··· Dataset extract
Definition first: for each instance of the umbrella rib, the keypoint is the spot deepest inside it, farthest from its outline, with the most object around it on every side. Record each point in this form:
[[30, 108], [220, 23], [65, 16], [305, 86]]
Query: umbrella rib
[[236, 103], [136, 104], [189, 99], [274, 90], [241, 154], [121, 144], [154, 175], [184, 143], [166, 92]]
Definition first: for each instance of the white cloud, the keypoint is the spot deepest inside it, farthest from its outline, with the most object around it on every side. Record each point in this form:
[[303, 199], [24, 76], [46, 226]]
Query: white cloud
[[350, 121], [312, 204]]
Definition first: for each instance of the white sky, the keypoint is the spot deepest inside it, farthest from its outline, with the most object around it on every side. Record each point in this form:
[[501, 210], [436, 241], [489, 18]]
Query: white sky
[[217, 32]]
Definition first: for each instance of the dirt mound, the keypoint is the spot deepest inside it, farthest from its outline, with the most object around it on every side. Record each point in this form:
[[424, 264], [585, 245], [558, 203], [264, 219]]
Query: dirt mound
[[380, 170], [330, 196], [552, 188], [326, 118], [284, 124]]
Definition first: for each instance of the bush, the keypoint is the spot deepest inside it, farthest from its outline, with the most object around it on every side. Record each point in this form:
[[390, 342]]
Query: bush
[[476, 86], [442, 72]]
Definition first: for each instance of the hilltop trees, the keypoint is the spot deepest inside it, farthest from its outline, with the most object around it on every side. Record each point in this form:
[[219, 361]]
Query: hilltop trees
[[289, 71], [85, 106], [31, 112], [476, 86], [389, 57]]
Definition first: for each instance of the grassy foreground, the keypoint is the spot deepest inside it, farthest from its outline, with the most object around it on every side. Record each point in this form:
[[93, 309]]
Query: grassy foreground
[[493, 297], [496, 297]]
······
● **Goal of the exercise**: Repeat the listing in full, keeping every line exactly as it is.

● **Answer to the task**:
Definition first: for each instance of the umbrella rib, the keypoint is the spot deepest inside it, farthest from its outline, with the most object around it on every side. Record each point in this form:
[[30, 108], [220, 23], [65, 16], [305, 86]]
Query: umbrella rib
[[236, 103], [136, 104], [189, 99], [274, 90], [241, 154], [121, 144], [154, 175], [184, 143], [166, 92]]
Definition first: for each instance of the white cloud, the keypoint is the spot deepest inside it, farthest from its outline, with the most object around it on every side. Record each point in this form:
[[303, 199], [24, 76], [46, 226]]
Query: white cloud
[[350, 121], [312, 204]]
Definition first: for each instance of the white sky, the keypoint is the spot deepest inside it, farthest from its outline, with the most object around it on every side. Record each point in this form:
[[501, 210], [436, 241], [489, 18]]
Query: white sky
[[217, 32]]
Definition first: for each instance of the dirt mound, the keypoint is the spot deepest inside it, farthest from its outline, with the most object around it on every side. Record each point in this form:
[[424, 264], [585, 245], [558, 203], [264, 219]]
Query: dirt mound
[[380, 170], [330, 196], [552, 188], [326, 118], [284, 124]]
Definition first: for each instance of the bush, the keypoint is the spot deepest inside it, farthest from its outline, with the most object around it on every side. Record each point in this form:
[[390, 342]]
Query: bush
[[476, 86], [442, 72]]
Definition first: for each instance of the hilltop trees, the keypoint is the spot deepest inside it, farthest from its outline, with the most object around it on every side. Record each point in this form:
[[219, 361]]
Query: hilltop trees
[[289, 71], [85, 106], [31, 112], [476, 86], [389, 57]]
Definition first: for each instance of the grassy foreground, the keypoint is the spot deepest inside it, farthest from its outline, with the most object around it on every side. Record each point in this form:
[[93, 309]]
Query: grassy foreground
[[493, 297], [496, 297]]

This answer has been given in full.